Task description
According to the passage on the slow wind, what is the code of Réville et al. 2020 based on?

Given passage
****************
The slow wind properties, its composition and dynamic nature are tracers to understand its origin. Reconnection with closed structures such as helmet streamers could explain both the enrichment in first ionization potential elements and the periodic density perturbations observed in the slow wind. Tip of helmet streamers are of particular interest for this problem as they have been shown to easily trigger reconnection in numerical studies. Imaging of the inner heliosphere have been furthermore following density structures seemingly escaping from helmet streamers for more than 20 years.
Using the newly developed code of Réville et al. 2020 (ApJS), we investigated the behavior of the heliospheric current sheet at the tip of helmet streamers, focusing on the effect of finite resistivity on the reconnection process. The code is based on Alfvén wave turbulence and creates self-consistently fast and slow wind flows. The heliospheric current sheet is in our set of 2.5D simulation located at the equator and surrounded by slow wind streams.
****************
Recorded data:
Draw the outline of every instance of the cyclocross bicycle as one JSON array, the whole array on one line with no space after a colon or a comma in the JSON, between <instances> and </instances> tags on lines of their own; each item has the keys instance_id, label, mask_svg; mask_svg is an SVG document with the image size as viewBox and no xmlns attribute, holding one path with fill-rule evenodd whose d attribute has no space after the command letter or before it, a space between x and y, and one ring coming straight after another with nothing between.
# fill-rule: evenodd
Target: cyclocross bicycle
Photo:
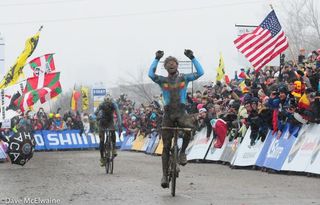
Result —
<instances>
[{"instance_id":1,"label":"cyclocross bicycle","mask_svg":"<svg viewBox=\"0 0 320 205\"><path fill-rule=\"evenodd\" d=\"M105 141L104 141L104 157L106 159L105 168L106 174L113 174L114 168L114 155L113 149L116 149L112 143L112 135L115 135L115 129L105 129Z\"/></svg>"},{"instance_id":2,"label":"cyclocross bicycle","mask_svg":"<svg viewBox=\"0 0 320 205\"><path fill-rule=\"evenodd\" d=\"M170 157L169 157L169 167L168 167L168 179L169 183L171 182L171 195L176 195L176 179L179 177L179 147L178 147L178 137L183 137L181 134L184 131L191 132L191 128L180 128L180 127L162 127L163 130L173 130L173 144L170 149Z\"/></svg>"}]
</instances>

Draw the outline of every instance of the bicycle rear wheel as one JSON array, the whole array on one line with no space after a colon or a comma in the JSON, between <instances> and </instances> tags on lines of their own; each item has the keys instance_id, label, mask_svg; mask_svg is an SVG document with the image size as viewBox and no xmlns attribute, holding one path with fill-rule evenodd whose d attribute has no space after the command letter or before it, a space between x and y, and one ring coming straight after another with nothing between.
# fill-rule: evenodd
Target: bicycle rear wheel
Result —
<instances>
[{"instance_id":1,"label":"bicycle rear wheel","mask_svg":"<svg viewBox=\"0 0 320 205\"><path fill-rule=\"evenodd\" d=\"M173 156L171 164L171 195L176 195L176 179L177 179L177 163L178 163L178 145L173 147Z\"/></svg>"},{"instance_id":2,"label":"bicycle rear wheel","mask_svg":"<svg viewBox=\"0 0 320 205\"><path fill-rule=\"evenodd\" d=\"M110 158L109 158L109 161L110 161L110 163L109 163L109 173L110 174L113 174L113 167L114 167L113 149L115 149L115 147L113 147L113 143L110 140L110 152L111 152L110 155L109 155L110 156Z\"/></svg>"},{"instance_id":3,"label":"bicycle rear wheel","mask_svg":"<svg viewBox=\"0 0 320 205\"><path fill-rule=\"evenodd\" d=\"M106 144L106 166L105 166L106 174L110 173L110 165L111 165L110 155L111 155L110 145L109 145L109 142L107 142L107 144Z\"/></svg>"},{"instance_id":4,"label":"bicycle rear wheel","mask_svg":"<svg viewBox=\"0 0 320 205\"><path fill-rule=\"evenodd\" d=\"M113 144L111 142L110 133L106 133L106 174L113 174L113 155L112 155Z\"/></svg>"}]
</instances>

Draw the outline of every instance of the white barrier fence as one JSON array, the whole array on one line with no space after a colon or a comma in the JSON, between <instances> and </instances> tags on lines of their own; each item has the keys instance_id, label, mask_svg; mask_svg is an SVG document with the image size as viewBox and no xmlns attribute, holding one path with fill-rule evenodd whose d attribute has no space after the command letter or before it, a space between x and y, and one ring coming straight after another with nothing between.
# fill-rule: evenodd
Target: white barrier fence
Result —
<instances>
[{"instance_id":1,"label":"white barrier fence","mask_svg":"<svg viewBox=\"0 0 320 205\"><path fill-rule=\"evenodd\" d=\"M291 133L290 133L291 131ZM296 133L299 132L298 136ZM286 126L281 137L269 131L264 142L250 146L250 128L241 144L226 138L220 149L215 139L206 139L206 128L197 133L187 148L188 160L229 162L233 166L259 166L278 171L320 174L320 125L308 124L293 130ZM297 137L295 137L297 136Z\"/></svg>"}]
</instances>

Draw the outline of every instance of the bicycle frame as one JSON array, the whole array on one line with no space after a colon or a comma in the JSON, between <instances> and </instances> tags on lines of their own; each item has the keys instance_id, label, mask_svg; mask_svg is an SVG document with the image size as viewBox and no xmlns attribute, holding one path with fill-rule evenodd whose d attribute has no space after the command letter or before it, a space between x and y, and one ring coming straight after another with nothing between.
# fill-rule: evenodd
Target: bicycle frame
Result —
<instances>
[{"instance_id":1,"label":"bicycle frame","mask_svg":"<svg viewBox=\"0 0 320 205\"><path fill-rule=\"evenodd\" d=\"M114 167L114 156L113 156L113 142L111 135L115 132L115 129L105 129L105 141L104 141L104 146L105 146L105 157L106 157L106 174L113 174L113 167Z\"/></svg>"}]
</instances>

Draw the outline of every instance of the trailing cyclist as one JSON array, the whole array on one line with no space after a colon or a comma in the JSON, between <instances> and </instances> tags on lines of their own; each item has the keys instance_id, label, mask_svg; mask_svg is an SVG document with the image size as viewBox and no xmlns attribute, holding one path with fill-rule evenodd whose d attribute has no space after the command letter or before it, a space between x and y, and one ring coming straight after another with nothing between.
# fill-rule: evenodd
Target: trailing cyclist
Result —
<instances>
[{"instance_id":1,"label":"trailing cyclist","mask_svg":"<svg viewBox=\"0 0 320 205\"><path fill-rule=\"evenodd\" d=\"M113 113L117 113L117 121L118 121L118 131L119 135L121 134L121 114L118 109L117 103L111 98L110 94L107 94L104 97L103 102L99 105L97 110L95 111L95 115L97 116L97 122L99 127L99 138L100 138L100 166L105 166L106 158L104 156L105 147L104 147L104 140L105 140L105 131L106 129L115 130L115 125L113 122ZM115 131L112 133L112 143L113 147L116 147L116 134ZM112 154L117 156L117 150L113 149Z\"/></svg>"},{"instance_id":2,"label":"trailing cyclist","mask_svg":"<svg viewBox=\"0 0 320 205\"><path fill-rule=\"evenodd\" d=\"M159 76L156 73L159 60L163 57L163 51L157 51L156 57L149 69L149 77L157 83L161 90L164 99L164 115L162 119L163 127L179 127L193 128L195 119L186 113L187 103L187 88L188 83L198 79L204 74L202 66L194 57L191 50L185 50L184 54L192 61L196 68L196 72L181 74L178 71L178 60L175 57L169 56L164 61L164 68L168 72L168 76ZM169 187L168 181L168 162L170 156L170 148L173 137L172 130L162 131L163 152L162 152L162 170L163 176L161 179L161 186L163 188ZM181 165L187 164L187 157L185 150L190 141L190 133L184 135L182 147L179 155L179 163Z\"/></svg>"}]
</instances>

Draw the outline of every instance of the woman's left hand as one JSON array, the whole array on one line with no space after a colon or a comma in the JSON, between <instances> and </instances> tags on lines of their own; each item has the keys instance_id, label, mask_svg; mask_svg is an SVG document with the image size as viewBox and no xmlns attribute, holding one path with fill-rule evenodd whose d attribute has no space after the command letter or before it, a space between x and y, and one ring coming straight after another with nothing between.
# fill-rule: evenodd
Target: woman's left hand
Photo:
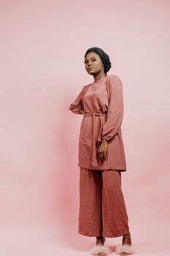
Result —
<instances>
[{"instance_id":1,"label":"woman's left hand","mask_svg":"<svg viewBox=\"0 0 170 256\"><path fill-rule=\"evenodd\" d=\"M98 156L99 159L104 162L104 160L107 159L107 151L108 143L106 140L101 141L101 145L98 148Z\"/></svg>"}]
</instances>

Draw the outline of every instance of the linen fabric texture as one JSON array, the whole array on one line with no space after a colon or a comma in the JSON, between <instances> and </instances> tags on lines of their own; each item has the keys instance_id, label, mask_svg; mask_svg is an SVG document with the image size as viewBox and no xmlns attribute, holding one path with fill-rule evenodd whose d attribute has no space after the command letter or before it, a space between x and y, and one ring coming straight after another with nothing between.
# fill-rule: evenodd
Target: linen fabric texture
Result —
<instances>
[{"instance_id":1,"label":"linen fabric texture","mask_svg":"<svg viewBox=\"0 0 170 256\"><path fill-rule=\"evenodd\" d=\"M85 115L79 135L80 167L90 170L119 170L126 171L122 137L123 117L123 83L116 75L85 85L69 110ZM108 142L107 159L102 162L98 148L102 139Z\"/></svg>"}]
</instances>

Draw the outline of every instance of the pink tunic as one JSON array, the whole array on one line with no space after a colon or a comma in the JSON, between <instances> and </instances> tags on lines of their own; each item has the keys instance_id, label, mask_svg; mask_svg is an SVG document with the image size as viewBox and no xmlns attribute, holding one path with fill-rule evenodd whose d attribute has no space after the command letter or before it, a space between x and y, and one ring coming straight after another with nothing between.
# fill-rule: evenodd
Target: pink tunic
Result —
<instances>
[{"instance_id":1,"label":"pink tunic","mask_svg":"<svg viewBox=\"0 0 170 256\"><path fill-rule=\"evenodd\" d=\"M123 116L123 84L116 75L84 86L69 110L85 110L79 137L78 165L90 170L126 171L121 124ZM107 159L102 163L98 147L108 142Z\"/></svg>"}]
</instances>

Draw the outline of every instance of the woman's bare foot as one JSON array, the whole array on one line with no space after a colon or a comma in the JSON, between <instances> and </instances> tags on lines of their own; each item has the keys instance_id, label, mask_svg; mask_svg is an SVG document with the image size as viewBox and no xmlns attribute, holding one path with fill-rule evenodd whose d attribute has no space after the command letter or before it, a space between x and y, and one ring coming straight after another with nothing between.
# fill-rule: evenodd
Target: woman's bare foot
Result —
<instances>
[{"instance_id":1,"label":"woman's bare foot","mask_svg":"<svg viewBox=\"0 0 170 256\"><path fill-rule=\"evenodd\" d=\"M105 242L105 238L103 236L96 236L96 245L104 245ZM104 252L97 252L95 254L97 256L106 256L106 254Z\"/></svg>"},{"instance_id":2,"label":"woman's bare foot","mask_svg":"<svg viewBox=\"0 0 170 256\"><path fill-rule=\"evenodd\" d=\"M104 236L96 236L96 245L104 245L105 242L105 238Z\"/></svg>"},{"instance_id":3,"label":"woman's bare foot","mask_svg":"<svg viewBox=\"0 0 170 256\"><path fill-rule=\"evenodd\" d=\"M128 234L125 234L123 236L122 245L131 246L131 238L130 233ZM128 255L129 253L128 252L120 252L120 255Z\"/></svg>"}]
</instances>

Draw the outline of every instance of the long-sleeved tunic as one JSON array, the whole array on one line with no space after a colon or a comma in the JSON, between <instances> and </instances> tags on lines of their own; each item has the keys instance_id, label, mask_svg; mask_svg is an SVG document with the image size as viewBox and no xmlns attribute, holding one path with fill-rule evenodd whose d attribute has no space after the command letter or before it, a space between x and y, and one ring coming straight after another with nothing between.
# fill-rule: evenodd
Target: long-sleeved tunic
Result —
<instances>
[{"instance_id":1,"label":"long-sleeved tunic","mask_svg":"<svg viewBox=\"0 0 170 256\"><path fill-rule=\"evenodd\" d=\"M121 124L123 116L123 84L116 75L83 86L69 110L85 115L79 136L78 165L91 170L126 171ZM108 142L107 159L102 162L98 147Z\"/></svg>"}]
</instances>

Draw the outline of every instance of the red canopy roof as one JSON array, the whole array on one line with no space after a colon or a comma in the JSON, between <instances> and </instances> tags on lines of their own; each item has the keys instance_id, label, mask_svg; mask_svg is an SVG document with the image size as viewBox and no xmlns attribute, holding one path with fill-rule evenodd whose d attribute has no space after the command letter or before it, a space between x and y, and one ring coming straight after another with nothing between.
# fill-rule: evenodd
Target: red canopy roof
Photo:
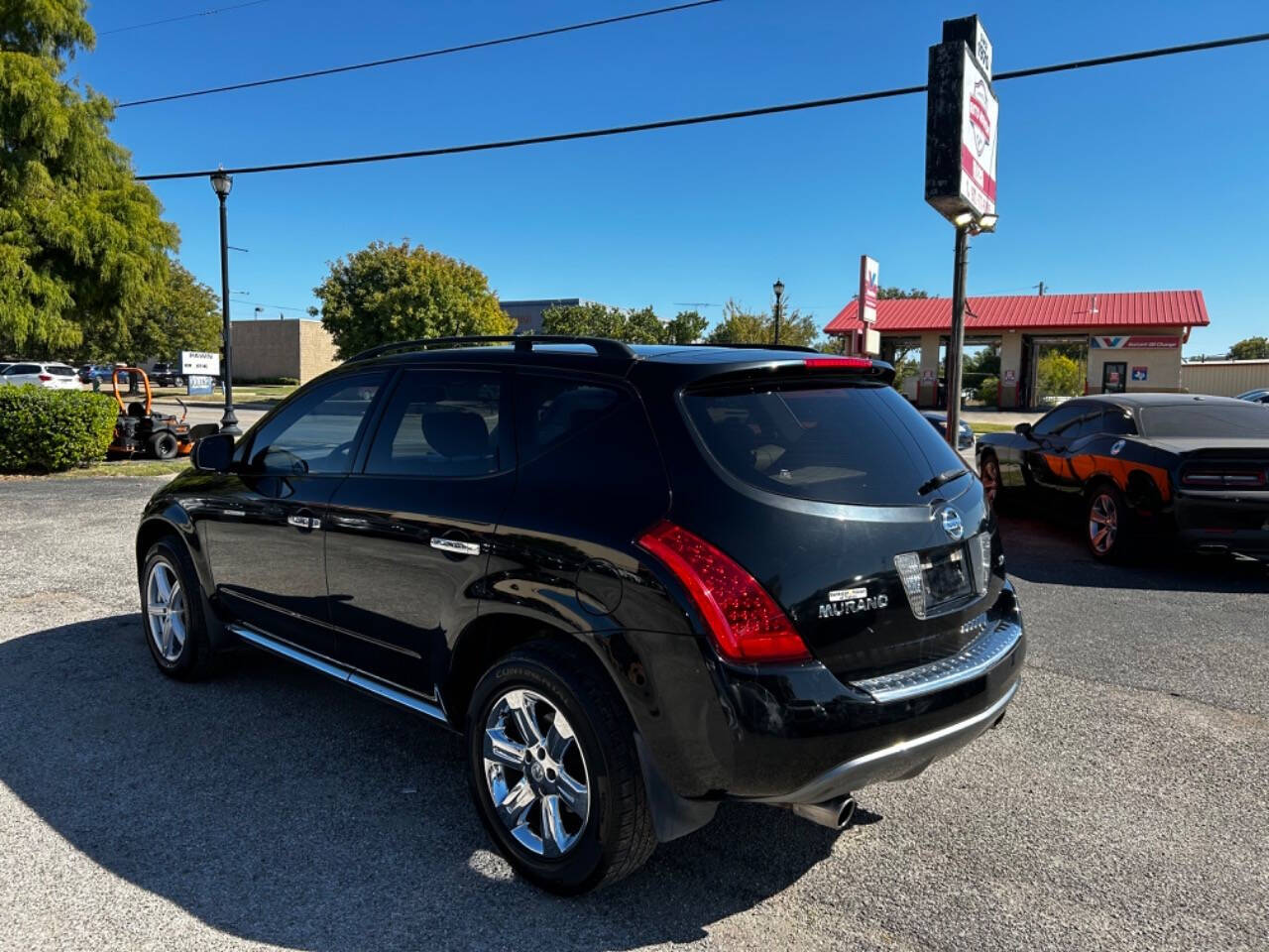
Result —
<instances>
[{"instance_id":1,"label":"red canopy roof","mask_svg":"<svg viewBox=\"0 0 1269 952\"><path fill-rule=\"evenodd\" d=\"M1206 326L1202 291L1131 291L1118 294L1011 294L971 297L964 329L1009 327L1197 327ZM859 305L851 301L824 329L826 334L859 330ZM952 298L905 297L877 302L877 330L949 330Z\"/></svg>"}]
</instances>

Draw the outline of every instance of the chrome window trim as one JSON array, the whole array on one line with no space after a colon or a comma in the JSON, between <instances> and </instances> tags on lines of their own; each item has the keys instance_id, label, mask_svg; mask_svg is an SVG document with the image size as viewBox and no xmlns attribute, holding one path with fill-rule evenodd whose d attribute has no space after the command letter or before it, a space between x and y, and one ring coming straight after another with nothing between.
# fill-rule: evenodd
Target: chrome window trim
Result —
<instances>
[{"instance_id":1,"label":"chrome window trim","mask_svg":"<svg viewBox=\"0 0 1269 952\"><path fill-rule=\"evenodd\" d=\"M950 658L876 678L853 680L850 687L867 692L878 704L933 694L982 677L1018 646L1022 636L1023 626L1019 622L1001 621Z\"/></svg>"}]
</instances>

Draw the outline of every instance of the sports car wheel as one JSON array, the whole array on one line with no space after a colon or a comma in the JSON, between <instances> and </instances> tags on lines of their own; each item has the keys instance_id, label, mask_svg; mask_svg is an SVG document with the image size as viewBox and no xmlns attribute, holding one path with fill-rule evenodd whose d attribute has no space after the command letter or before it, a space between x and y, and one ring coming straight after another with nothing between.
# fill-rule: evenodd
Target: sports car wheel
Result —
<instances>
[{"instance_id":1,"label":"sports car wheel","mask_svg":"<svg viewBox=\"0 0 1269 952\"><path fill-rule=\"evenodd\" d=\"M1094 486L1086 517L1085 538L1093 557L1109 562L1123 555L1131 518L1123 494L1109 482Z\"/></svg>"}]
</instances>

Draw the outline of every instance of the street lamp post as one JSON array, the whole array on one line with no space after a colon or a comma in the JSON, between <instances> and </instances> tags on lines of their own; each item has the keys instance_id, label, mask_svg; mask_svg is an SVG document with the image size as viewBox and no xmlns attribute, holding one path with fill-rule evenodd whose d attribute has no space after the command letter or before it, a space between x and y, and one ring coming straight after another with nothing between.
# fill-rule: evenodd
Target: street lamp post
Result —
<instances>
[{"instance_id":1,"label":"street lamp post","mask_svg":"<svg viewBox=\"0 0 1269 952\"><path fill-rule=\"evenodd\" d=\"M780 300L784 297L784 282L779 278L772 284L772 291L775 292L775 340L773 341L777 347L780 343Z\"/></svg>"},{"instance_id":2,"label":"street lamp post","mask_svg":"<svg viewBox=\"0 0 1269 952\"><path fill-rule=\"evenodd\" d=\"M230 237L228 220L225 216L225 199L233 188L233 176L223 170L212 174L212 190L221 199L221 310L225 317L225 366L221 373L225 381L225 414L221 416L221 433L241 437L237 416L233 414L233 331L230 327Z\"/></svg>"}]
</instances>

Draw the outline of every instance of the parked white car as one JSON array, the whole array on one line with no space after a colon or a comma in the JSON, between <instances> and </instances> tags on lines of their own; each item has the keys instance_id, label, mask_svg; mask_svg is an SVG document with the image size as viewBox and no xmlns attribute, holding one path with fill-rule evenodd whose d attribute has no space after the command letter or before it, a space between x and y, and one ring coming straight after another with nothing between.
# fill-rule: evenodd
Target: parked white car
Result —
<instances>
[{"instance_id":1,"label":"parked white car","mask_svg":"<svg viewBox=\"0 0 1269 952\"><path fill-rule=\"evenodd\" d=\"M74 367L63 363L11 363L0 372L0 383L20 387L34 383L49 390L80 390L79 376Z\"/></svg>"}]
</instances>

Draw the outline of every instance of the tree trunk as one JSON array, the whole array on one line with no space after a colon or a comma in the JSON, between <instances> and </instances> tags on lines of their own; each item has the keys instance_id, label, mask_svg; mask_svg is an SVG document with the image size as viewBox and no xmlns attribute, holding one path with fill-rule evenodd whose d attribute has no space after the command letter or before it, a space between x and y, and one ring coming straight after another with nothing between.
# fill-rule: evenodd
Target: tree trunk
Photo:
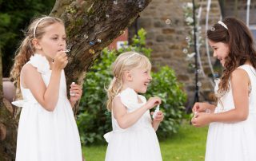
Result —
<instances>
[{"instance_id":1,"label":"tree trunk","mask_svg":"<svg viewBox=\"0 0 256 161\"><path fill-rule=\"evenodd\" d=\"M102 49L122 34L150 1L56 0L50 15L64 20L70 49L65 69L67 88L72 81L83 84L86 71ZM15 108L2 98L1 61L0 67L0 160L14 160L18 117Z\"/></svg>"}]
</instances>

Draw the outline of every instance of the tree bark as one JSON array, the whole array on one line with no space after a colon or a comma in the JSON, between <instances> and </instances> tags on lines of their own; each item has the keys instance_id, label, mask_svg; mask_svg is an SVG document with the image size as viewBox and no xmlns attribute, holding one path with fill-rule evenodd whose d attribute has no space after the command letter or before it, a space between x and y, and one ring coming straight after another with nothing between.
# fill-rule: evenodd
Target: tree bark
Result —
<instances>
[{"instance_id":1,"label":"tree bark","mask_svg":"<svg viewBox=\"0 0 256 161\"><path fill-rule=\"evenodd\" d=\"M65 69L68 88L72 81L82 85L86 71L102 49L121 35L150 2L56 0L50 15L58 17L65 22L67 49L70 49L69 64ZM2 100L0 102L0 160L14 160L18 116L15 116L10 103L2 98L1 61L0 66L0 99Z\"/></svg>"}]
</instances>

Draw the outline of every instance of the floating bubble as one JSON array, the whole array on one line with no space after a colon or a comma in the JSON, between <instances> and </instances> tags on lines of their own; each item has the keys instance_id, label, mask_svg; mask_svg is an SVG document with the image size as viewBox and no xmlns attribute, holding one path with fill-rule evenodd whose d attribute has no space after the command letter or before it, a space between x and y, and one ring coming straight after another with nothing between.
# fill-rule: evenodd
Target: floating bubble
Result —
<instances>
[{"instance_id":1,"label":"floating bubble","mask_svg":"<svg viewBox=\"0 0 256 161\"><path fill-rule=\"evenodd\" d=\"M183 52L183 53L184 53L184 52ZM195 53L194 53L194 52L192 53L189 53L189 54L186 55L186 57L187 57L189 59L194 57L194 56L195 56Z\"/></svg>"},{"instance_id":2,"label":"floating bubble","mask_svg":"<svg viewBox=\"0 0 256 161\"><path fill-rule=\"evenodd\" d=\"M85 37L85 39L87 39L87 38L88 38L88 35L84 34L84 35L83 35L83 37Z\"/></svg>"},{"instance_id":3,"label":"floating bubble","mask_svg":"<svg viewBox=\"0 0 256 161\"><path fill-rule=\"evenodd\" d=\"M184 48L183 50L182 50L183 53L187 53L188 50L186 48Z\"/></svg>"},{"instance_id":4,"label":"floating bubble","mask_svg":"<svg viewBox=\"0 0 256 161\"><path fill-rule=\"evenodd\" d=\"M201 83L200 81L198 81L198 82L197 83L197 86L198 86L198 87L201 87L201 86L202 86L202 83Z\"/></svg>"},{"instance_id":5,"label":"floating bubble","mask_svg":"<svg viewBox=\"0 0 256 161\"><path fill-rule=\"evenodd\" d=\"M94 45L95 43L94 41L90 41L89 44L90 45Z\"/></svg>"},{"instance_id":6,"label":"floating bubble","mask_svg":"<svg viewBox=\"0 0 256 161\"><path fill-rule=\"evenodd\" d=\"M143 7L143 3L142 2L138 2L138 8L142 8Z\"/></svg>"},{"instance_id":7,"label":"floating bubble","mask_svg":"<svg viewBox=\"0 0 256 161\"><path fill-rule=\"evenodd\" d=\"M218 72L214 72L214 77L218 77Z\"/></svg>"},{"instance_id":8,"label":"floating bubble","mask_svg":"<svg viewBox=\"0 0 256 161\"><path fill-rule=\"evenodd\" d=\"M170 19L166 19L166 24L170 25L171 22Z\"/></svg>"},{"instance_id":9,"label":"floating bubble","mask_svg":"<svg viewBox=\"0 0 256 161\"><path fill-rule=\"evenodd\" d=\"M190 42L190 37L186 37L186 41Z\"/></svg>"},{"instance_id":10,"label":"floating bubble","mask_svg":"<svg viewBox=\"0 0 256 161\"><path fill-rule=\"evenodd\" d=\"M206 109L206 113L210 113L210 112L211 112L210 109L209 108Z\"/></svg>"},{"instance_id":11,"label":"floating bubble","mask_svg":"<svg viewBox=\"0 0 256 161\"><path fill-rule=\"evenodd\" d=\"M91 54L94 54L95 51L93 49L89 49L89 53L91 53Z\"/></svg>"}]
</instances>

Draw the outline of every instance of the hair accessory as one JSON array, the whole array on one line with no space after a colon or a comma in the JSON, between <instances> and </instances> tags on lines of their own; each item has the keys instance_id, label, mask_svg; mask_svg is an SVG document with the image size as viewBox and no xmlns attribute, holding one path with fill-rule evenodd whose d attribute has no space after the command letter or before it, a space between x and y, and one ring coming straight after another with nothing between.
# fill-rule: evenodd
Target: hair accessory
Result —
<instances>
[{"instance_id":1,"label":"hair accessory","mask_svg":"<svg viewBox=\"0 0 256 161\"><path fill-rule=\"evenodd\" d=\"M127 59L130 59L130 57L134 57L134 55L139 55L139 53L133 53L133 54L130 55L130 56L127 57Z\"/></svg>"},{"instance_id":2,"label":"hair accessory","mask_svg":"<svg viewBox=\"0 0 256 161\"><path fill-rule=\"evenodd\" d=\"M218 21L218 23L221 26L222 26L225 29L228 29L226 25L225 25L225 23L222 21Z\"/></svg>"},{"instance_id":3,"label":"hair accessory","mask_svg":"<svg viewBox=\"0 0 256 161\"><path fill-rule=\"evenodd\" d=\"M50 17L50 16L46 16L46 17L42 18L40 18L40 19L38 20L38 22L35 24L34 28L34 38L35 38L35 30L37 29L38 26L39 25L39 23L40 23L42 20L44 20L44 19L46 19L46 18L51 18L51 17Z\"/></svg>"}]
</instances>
****************
Right answer
Alfvén wave turbulence